# Exercise
Could you retype the records below exactly as they appear, skipping any pictures?

+++ Source records

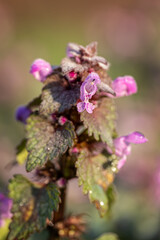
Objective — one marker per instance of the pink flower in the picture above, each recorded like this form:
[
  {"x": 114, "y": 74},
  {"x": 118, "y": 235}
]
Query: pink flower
[
  {"x": 89, "y": 107},
  {"x": 71, "y": 76},
  {"x": 61, "y": 182},
  {"x": 62, "y": 120},
  {"x": 87, "y": 90},
  {"x": 22, "y": 113},
  {"x": 123, "y": 145},
  {"x": 124, "y": 86},
  {"x": 5, "y": 208},
  {"x": 40, "y": 69}
]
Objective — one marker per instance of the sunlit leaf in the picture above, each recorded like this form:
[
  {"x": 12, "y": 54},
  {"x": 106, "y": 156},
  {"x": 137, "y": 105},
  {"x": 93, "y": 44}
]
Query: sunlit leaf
[
  {"x": 45, "y": 143},
  {"x": 94, "y": 179},
  {"x": 57, "y": 98},
  {"x": 32, "y": 205}
]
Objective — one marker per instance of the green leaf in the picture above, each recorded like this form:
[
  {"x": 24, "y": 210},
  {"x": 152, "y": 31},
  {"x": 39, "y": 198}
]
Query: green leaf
[
  {"x": 111, "y": 196},
  {"x": 57, "y": 98},
  {"x": 45, "y": 143},
  {"x": 94, "y": 179},
  {"x": 108, "y": 236},
  {"x": 32, "y": 205},
  {"x": 21, "y": 152},
  {"x": 101, "y": 123}
]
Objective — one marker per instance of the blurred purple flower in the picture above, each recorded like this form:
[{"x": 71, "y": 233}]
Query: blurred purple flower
[
  {"x": 5, "y": 207},
  {"x": 123, "y": 145},
  {"x": 124, "y": 86},
  {"x": 61, "y": 182},
  {"x": 22, "y": 113},
  {"x": 40, "y": 69},
  {"x": 87, "y": 90}
]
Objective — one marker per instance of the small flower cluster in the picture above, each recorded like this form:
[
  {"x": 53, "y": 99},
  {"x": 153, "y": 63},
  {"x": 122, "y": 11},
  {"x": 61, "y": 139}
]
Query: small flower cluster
[
  {"x": 84, "y": 59},
  {"x": 5, "y": 207},
  {"x": 88, "y": 89}
]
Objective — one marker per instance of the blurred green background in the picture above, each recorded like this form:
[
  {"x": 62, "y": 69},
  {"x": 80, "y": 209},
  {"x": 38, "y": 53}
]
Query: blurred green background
[{"x": 128, "y": 35}]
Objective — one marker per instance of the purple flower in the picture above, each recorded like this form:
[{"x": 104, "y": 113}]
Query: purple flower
[
  {"x": 85, "y": 105},
  {"x": 61, "y": 182},
  {"x": 123, "y": 145},
  {"x": 22, "y": 113},
  {"x": 71, "y": 76},
  {"x": 87, "y": 90},
  {"x": 40, "y": 69},
  {"x": 62, "y": 120},
  {"x": 5, "y": 207},
  {"x": 124, "y": 86},
  {"x": 89, "y": 86}
]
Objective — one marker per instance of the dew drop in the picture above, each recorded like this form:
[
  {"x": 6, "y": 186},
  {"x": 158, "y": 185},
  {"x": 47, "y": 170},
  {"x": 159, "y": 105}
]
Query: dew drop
[{"x": 101, "y": 203}]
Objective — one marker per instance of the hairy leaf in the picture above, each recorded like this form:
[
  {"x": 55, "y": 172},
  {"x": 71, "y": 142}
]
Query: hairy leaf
[
  {"x": 45, "y": 143},
  {"x": 57, "y": 98},
  {"x": 94, "y": 179},
  {"x": 101, "y": 123},
  {"x": 32, "y": 205},
  {"x": 21, "y": 152},
  {"x": 108, "y": 236}
]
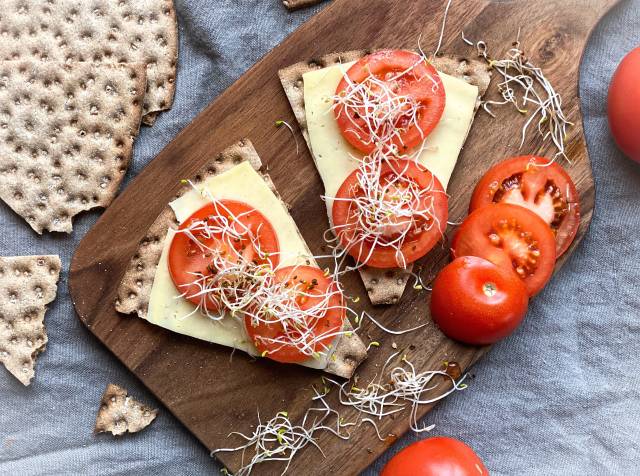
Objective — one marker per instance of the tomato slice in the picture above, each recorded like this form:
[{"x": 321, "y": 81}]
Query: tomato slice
[
  {"x": 538, "y": 184},
  {"x": 393, "y": 97},
  {"x": 393, "y": 222},
  {"x": 510, "y": 236},
  {"x": 312, "y": 299},
  {"x": 222, "y": 232}
]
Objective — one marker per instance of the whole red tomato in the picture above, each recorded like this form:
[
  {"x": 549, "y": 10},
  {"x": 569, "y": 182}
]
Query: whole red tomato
[
  {"x": 437, "y": 456},
  {"x": 624, "y": 105},
  {"x": 477, "y": 302}
]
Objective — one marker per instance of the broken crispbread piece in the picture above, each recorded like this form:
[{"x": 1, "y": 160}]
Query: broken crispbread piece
[
  {"x": 134, "y": 291},
  {"x": 119, "y": 413},
  {"x": 296, "y": 4},
  {"x": 27, "y": 284},
  {"x": 105, "y": 31},
  {"x": 384, "y": 286},
  {"x": 66, "y": 136}
]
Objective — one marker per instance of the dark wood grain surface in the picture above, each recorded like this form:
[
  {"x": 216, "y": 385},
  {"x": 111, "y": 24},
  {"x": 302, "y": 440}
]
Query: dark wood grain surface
[{"x": 197, "y": 381}]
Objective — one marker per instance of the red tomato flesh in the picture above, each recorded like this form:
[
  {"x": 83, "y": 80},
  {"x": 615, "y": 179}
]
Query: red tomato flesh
[
  {"x": 187, "y": 256},
  {"x": 437, "y": 456},
  {"x": 512, "y": 237},
  {"x": 426, "y": 227},
  {"x": 405, "y": 75},
  {"x": 538, "y": 184},
  {"x": 476, "y": 302},
  {"x": 309, "y": 290},
  {"x": 623, "y": 105}
]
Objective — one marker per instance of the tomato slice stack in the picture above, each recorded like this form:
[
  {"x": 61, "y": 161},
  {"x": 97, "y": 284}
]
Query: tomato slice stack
[
  {"x": 524, "y": 213},
  {"x": 538, "y": 184}
]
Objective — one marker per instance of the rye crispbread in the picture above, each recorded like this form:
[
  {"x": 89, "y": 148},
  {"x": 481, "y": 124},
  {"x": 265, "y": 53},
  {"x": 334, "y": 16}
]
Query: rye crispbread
[
  {"x": 97, "y": 31},
  {"x": 66, "y": 136},
  {"x": 135, "y": 287},
  {"x": 119, "y": 413},
  {"x": 384, "y": 286},
  {"x": 27, "y": 285},
  {"x": 296, "y": 4}
]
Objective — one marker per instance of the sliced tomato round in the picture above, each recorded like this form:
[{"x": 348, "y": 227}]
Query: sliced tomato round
[
  {"x": 392, "y": 94},
  {"x": 436, "y": 456},
  {"x": 234, "y": 229},
  {"x": 512, "y": 237},
  {"x": 309, "y": 289},
  {"x": 403, "y": 221},
  {"x": 538, "y": 184}
]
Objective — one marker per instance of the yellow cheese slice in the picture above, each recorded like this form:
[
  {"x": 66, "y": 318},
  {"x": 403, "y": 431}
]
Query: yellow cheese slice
[
  {"x": 176, "y": 314},
  {"x": 336, "y": 158}
]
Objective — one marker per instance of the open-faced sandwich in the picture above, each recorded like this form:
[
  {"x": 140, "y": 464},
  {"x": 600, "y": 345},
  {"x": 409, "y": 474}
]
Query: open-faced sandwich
[
  {"x": 225, "y": 262},
  {"x": 385, "y": 130}
]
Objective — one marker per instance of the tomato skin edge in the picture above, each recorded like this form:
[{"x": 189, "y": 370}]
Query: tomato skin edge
[
  {"x": 436, "y": 456},
  {"x": 623, "y": 105}
]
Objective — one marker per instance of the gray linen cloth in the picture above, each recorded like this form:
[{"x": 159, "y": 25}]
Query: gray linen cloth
[{"x": 561, "y": 396}]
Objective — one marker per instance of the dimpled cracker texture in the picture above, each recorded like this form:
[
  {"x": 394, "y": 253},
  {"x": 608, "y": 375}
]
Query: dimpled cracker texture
[
  {"x": 66, "y": 136},
  {"x": 27, "y": 285},
  {"x": 110, "y": 31},
  {"x": 120, "y": 413}
]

++++++

# Response area
Objective — one marker per instance of the pink flower in the picture above, each recorded like this form:
[
  {"x": 114, "y": 74},
  {"x": 118, "y": 235}
]
Query: pink flower
[
  {"x": 89, "y": 107},
  {"x": 71, "y": 76},
  {"x": 61, "y": 182},
  {"x": 62, "y": 120},
  {"x": 87, "y": 90},
  {"x": 22, "y": 113},
  {"x": 123, "y": 145},
  {"x": 124, "y": 86},
  {"x": 5, "y": 208},
  {"x": 40, "y": 69}
]
Objective — one marker per instance of the sunlit leaf in the picture above, each recorded like this form:
[
  {"x": 12, "y": 54},
  {"x": 106, "y": 156},
  {"x": 137, "y": 105},
  {"x": 93, "y": 44}
]
Query: sunlit leaf
[
  {"x": 45, "y": 143},
  {"x": 94, "y": 179},
  {"x": 57, "y": 98},
  {"x": 32, "y": 205}
]
Objective — one marker per instance of the green leaf in the picture above, each recorded like this form:
[
  {"x": 24, "y": 210},
  {"x": 152, "y": 31},
  {"x": 39, "y": 198}
]
Query: green leaf
[
  {"x": 111, "y": 196},
  {"x": 57, "y": 98},
  {"x": 45, "y": 143},
  {"x": 94, "y": 179},
  {"x": 108, "y": 236},
  {"x": 32, "y": 205},
  {"x": 21, "y": 152},
  {"x": 101, "y": 123}
]
Objective — one marker per instance of the blurred purple flower in the picture above, each recorded like this form:
[{"x": 71, "y": 233}]
Query: blurred purple flower
[
  {"x": 5, "y": 207},
  {"x": 123, "y": 145},
  {"x": 124, "y": 86},
  {"x": 61, "y": 182},
  {"x": 22, "y": 113},
  {"x": 40, "y": 69},
  {"x": 87, "y": 90}
]
Objective — one marker per instance of the small flower cluster in the picture above, each recorded like this form:
[
  {"x": 53, "y": 99},
  {"x": 153, "y": 63},
  {"x": 122, "y": 11},
  {"x": 61, "y": 139}
]
Query: small flower cluster
[
  {"x": 84, "y": 59},
  {"x": 5, "y": 207},
  {"x": 88, "y": 89}
]
Objective — one marker per instance of the blurred green background in the picture above, each recorded like this form:
[
  {"x": 62, "y": 69},
  {"x": 80, "y": 209},
  {"x": 38, "y": 53}
]
Query: blurred green background
[{"x": 128, "y": 35}]
Objective — one marker per instance of the purple flower in the picture above, each recorded like this form:
[{"x": 104, "y": 113}]
Query: purple flower
[
  {"x": 85, "y": 105},
  {"x": 61, "y": 182},
  {"x": 123, "y": 145},
  {"x": 22, "y": 113},
  {"x": 71, "y": 76},
  {"x": 87, "y": 90},
  {"x": 40, "y": 69},
  {"x": 62, "y": 120},
  {"x": 5, "y": 207},
  {"x": 124, "y": 86},
  {"x": 89, "y": 86}
]
Objective — one marker per instance of the dew drop in the picture above, each recorded like this form:
[
  {"x": 6, "y": 186},
  {"x": 158, "y": 185},
  {"x": 47, "y": 170},
  {"x": 159, "y": 105}
]
Query: dew drop
[{"x": 101, "y": 203}]
Objective — one marker per instance of the hairy leaf in the picture above, each recorded like this form:
[
  {"x": 55, "y": 172},
  {"x": 71, "y": 142}
]
Query: hairy leaf
[
  {"x": 45, "y": 143},
  {"x": 57, "y": 98},
  {"x": 94, "y": 179},
  {"x": 101, "y": 123},
  {"x": 32, "y": 205},
  {"x": 21, "y": 152},
  {"x": 108, "y": 236}
]
Objective — one marker per instance of the tomato slice in the picture above, each recorded like this form:
[{"x": 321, "y": 81}]
Query: tomato slice
[
  {"x": 538, "y": 184},
  {"x": 393, "y": 97},
  {"x": 393, "y": 222},
  {"x": 510, "y": 236},
  {"x": 312, "y": 299},
  {"x": 222, "y": 232}
]
Objective — one marker per instance of the whole red tomato in the picture above, each recorded like this form:
[
  {"x": 549, "y": 10},
  {"x": 569, "y": 182}
]
Query: whole red tomato
[
  {"x": 437, "y": 456},
  {"x": 624, "y": 105},
  {"x": 477, "y": 302}
]
Objective — one marker per instance of the broken crispbread piece in the picture above, each recorded like this form:
[{"x": 1, "y": 160}]
Query: broken crispbread piece
[
  {"x": 134, "y": 291},
  {"x": 119, "y": 413},
  {"x": 296, "y": 4},
  {"x": 27, "y": 284},
  {"x": 105, "y": 31},
  {"x": 384, "y": 286},
  {"x": 66, "y": 136}
]
Objective — one marker per instance of the dark wood grain surface in the picture above, each recorded like this form:
[
  {"x": 216, "y": 385},
  {"x": 111, "y": 24},
  {"x": 302, "y": 440}
]
Query: dark wood grain surface
[{"x": 197, "y": 381}]
Objective — one marker per instance of the red tomato flesh in the picture above, each recorded like this form:
[
  {"x": 83, "y": 80},
  {"x": 615, "y": 179}
]
Query: red tomato flesh
[
  {"x": 187, "y": 256},
  {"x": 437, "y": 456},
  {"x": 512, "y": 237},
  {"x": 426, "y": 227},
  {"x": 405, "y": 75},
  {"x": 538, "y": 184},
  {"x": 476, "y": 302},
  {"x": 309, "y": 290},
  {"x": 623, "y": 105}
]
Objective — one marker per instance of the tomato slice stack in the picture above, each recorded like this form:
[
  {"x": 61, "y": 161},
  {"x": 97, "y": 284}
]
Query: tomato slice stack
[
  {"x": 524, "y": 213},
  {"x": 538, "y": 184}
]
Objective — one marker per instance of the rye crispbread in the picture above, each recorded like this form:
[
  {"x": 89, "y": 148},
  {"x": 481, "y": 124},
  {"x": 265, "y": 53},
  {"x": 334, "y": 16}
]
Query: rye crispbread
[
  {"x": 97, "y": 31},
  {"x": 66, "y": 136},
  {"x": 135, "y": 287},
  {"x": 119, "y": 413},
  {"x": 384, "y": 286},
  {"x": 27, "y": 285},
  {"x": 296, "y": 4}
]
Objective — one marker per instance of the sliced tomato round in the picture above, each recorded like this form:
[{"x": 348, "y": 227}]
Query: sliced tomato round
[
  {"x": 392, "y": 94},
  {"x": 436, "y": 456},
  {"x": 234, "y": 229},
  {"x": 512, "y": 237},
  {"x": 309, "y": 289},
  {"x": 403, "y": 221},
  {"x": 538, "y": 184}
]
Objective — one marker per instance of the yellow cheese slice in the picture above, each recorded like this form:
[
  {"x": 66, "y": 318},
  {"x": 403, "y": 431}
]
Query: yellow cheese slice
[
  {"x": 176, "y": 314},
  {"x": 336, "y": 158}
]
Objective — one marker per instance of the open-faced sandwich in the picture above, each recorded like this form:
[
  {"x": 140, "y": 464},
  {"x": 600, "y": 345},
  {"x": 409, "y": 474}
]
Query: open-faced sandwich
[
  {"x": 225, "y": 262},
  {"x": 385, "y": 130}
]
Objective — one marker per instance of the tomato skin edge in the picture above, each recorded like this form:
[{"x": 189, "y": 370}]
Query: tomato skin edge
[
  {"x": 436, "y": 456},
  {"x": 623, "y": 105}
]
Objective — one marker per instance of the gray linen cloth in the picture above, each recorded like this form:
[{"x": 159, "y": 25}]
Query: gray linen cloth
[{"x": 561, "y": 396}]
Objective — one marker per instance of the dimpled cracker texture in the picture above, each recorded like this form:
[
  {"x": 394, "y": 253},
  {"x": 608, "y": 375}
]
Query: dimpled cracker texture
[
  {"x": 66, "y": 136},
  {"x": 27, "y": 285},
  {"x": 110, "y": 31},
  {"x": 120, "y": 413}
]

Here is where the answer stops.